» Written request 1
Show every line of the records that contains the string "concrete", matching case exactly.

Proceed next to the main departures hall (aka the tractor parts swap meet). There are two things that really caught my eye. The first was the signage above the bathrooms. Take a look at this and see if you can spot anything ambiguous:

Ambiguous signage
via flickr

The symbols on top have the woman on the left and man on the right, but the doors are reversed: the men's room is actually on the left. You have to look at the yellow sign first to see that "bathrooms are over here," then double-check the doors-- and you stand a pretty good chance of going into the wrong bathroom, if you first pay any attention at all to the yellow sign. Needless to say, I nearly went in the wrong door. That's why I hate this sign.

Notice also that the wall is fabric. FABRIC. As in, like a tent.

Finally, notice anything missing from this map?

Dude, where's my continent?
via flickr

The countries that Ryaniar doesn't fly to don't exist. This "dude where's my continent approach?" to cartography may not be noticed by people who haven't yet learned of the existence of places like Belgium or Switzerland or France, but I find it strangely disconcerting. Of course, it's possible that dark blue dye is more expensive than... lighter blue dye... so there was an economic reason for drawing the map this way. But I doubt it.

Fanhams Hall Hotel

Late last night I got into Fanhams Hall, the hotel I'm staying in for the next couple nights.


fanhams hall at night, via flickr

I got checked in pretty quickly-- there weren't many people up, needless to say-- and got settled in my room. I did a little work on my talk, set a bunch of alarms, then went to sleep.

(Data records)
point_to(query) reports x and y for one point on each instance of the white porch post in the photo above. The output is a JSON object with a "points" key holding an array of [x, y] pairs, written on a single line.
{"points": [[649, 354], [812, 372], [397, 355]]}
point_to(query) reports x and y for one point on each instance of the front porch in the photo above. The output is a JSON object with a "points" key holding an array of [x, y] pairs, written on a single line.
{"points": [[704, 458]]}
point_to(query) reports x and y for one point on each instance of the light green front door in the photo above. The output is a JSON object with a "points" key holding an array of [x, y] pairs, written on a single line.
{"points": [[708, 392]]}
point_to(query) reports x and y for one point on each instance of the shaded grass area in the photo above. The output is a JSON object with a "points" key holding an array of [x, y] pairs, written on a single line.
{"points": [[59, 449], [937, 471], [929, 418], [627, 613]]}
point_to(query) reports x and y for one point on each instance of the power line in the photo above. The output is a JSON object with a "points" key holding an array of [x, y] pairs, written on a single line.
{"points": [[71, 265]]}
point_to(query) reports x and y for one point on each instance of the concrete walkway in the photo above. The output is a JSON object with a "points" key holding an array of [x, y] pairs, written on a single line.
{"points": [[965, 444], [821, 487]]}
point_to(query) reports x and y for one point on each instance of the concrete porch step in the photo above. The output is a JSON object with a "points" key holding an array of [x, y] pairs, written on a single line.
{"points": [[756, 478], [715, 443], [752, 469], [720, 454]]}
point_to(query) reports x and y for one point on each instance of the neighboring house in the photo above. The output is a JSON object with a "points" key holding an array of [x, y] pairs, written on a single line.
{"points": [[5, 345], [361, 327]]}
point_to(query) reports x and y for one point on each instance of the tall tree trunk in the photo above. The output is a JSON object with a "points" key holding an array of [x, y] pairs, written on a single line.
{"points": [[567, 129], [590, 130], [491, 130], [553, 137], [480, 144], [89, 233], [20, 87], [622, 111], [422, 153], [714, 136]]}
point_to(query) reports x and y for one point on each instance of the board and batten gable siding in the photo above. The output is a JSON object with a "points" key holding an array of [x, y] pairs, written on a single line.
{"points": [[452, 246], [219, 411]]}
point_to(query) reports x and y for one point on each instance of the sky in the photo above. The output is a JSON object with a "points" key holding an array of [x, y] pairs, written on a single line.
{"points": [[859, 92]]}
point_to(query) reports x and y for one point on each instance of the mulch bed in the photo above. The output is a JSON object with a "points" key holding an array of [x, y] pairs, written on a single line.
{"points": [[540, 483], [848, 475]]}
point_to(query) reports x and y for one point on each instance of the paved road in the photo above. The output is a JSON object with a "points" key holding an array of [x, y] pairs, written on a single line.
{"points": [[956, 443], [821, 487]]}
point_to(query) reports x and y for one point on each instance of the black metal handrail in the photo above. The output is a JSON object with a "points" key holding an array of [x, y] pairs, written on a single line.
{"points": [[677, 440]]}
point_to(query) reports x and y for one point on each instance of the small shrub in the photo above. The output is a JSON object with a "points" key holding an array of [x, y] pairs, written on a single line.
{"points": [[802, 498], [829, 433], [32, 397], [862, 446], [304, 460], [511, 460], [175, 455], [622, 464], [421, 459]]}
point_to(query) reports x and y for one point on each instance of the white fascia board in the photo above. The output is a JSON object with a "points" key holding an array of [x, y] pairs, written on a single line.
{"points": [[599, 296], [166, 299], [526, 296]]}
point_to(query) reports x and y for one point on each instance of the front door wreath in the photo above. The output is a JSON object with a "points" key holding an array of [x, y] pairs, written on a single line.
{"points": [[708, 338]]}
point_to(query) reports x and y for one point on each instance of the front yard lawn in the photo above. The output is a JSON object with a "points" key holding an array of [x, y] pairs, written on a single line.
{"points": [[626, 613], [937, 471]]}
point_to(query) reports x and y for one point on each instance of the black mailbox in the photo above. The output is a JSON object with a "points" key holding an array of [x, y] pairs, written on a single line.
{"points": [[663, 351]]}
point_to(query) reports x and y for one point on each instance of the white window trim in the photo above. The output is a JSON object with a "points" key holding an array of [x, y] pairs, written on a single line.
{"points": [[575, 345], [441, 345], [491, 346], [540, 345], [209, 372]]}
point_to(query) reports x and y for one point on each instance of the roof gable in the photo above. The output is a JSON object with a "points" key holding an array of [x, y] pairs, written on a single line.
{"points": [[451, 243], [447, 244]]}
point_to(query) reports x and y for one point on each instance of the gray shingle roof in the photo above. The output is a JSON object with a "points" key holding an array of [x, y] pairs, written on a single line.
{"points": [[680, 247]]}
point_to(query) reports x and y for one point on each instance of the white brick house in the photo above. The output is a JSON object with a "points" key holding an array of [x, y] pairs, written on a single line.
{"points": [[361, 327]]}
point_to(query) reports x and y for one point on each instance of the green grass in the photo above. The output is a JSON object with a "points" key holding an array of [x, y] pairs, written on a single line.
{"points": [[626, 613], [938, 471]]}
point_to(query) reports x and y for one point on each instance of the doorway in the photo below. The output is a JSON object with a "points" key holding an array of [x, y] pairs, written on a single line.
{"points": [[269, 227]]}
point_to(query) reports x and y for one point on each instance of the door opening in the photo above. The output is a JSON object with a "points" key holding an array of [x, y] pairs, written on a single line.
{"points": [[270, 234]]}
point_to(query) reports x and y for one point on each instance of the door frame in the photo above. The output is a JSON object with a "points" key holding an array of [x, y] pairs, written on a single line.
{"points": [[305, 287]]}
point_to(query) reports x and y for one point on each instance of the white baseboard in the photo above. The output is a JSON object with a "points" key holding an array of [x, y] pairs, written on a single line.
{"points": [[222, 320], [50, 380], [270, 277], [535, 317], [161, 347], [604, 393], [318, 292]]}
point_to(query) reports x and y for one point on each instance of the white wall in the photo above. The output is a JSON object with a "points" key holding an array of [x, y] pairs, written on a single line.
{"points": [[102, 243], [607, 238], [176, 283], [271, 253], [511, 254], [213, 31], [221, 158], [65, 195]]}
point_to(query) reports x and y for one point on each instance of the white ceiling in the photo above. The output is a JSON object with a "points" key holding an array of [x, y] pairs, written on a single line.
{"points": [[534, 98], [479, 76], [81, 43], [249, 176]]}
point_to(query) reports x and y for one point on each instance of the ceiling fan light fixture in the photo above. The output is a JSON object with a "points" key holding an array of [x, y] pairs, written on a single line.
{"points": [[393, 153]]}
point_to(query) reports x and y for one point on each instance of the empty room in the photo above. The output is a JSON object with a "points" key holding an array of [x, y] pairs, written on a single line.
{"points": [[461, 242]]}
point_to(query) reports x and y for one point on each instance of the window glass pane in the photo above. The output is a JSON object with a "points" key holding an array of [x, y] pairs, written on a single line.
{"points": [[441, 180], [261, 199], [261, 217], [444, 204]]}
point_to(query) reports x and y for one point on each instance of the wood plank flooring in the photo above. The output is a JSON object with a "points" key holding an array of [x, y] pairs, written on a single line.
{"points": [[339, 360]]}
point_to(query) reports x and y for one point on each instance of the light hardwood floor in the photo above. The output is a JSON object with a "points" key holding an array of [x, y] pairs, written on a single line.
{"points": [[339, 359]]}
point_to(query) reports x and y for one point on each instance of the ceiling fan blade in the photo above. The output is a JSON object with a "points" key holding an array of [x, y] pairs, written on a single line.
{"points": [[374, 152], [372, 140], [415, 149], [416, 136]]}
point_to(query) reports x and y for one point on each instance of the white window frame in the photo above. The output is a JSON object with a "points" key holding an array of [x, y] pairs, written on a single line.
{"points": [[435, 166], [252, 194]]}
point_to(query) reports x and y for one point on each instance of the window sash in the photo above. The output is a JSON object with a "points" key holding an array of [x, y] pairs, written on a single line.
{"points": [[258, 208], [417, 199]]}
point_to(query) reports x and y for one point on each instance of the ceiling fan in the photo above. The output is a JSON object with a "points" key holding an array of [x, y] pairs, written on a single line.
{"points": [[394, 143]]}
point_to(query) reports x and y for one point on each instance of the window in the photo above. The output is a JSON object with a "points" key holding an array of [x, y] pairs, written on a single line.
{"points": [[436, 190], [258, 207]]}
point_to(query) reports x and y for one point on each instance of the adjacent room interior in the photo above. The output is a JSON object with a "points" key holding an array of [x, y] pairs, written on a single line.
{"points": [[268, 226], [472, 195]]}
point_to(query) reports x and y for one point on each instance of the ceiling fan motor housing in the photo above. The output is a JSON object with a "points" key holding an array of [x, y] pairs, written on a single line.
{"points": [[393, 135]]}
--
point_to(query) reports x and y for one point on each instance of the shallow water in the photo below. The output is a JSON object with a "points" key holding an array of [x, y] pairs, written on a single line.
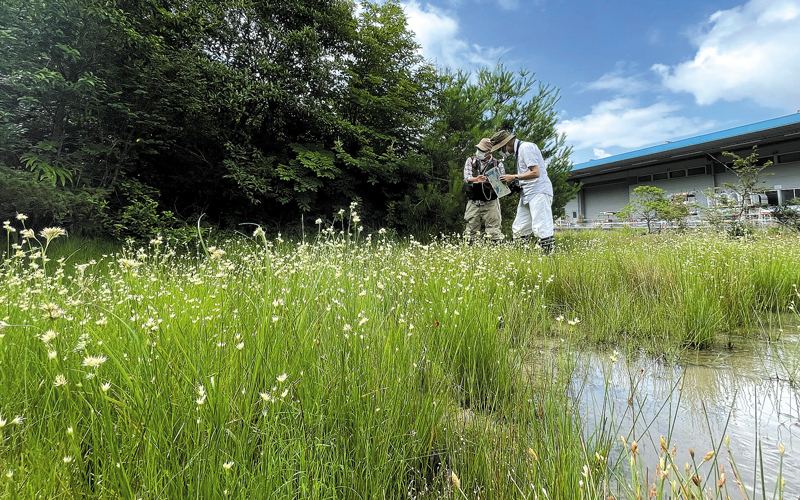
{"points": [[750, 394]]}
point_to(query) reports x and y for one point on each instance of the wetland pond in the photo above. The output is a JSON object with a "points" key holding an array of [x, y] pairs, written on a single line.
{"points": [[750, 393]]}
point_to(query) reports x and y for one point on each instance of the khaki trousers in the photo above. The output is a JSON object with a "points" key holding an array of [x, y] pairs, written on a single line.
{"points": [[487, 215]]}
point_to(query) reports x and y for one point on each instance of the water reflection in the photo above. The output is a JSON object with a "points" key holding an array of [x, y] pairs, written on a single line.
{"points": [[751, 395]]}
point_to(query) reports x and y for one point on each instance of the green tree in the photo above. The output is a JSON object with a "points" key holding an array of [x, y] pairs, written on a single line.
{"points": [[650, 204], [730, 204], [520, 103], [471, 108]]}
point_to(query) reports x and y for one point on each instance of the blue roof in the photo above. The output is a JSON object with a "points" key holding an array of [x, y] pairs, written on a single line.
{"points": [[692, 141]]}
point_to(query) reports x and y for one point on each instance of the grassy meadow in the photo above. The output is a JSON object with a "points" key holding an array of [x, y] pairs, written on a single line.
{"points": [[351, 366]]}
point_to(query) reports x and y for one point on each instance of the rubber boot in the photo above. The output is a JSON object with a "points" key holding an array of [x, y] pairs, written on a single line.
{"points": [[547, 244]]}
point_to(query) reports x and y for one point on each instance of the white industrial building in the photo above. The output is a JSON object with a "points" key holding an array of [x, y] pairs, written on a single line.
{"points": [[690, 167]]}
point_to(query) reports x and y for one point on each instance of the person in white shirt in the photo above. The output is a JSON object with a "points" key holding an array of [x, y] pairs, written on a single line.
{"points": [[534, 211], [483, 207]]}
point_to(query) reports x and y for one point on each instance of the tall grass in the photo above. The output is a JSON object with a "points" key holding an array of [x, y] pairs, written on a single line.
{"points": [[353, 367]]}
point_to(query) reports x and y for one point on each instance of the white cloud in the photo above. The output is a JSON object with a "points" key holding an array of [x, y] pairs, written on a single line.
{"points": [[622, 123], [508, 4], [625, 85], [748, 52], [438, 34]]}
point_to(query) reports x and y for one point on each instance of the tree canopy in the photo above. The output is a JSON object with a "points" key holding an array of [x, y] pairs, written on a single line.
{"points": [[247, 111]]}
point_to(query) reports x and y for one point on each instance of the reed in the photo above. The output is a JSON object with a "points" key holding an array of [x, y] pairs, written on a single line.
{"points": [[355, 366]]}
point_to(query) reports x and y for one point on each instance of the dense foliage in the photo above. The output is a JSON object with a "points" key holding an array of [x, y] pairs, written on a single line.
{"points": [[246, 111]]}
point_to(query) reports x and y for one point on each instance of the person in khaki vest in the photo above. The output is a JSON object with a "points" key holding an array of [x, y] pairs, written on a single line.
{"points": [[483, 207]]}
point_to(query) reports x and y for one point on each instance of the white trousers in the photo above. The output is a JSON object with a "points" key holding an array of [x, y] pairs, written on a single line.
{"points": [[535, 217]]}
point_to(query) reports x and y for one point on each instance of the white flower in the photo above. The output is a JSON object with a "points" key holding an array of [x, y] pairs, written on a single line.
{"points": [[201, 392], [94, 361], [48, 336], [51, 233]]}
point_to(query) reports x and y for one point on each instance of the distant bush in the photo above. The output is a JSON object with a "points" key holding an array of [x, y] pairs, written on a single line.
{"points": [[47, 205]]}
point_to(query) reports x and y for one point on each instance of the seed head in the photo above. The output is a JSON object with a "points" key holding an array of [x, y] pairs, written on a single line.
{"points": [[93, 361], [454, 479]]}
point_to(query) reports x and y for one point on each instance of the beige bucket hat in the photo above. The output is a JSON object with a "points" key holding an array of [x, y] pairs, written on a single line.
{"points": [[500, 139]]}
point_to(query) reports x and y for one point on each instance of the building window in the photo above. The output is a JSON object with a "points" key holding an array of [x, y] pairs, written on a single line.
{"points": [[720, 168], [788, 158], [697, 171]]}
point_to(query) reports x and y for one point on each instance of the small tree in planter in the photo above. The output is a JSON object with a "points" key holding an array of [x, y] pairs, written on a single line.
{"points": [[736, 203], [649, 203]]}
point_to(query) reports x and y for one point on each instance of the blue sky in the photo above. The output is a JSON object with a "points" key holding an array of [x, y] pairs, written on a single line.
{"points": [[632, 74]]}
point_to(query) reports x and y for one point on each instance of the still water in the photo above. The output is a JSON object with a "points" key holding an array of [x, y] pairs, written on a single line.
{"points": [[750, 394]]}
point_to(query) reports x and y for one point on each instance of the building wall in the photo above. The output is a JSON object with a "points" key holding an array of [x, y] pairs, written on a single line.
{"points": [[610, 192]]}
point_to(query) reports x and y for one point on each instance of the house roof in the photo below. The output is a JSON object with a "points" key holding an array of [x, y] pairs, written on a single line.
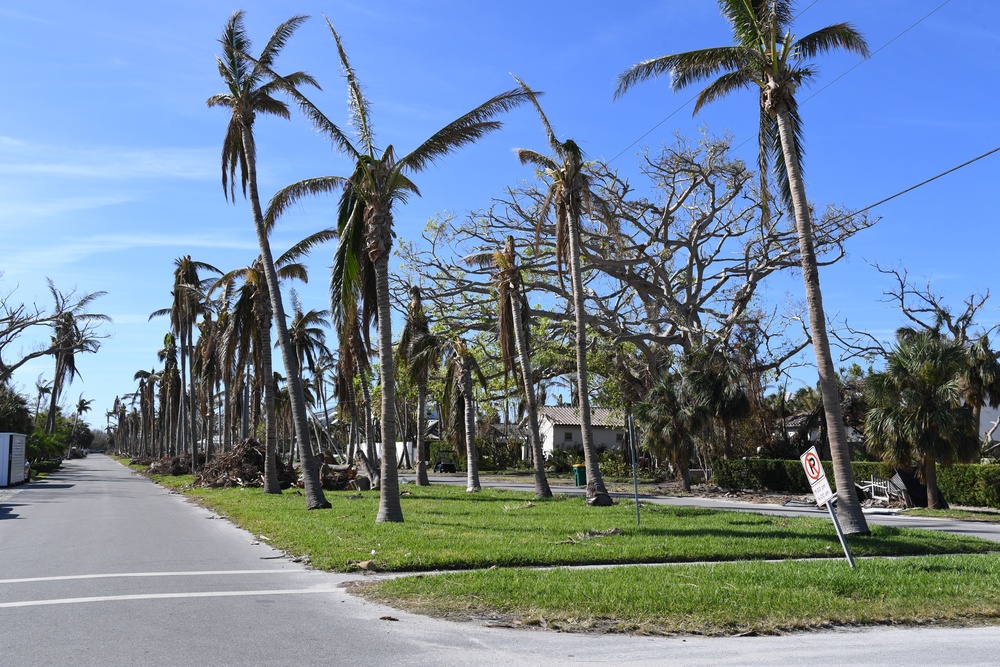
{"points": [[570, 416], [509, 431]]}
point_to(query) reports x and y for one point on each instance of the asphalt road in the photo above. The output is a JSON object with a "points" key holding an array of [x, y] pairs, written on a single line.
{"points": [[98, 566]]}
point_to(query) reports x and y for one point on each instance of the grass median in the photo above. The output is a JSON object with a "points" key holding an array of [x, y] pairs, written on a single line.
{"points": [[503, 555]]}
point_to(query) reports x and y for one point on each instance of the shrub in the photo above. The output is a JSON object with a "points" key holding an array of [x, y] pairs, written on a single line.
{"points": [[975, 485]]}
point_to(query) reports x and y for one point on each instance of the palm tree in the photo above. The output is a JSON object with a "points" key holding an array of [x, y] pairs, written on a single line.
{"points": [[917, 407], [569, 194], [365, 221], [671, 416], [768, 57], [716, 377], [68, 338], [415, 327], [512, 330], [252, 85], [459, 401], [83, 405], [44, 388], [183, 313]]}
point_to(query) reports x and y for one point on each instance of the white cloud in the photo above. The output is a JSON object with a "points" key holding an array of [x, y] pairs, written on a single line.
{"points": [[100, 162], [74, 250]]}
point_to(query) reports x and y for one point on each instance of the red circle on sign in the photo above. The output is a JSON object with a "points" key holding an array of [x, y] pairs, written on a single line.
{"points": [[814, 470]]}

» Written request 2
Translate this sentence from the travel post above into Spanish: "Late last night I got into Fanhams Hall, the hotel I'm staying in for the next couple nights."

» Exercise answer 1
point_to(query) reports x and y for one point on each instance of the concrete walkway in the photo above. The output is a JSON object with a "points" key holding an array of [x, y] pairs, written on a single line.
point_to(query) reports x and y for one point on each instance of the concrete porch step in the photo above. The output is a JSON object with a "points" key holding an array of [x, y] pairs, written on a single line.

» Exercise answer 2
Anoche, tarde, llegué a Fanhams Hall, el hotel donde me alojo durante el próximo par de noches.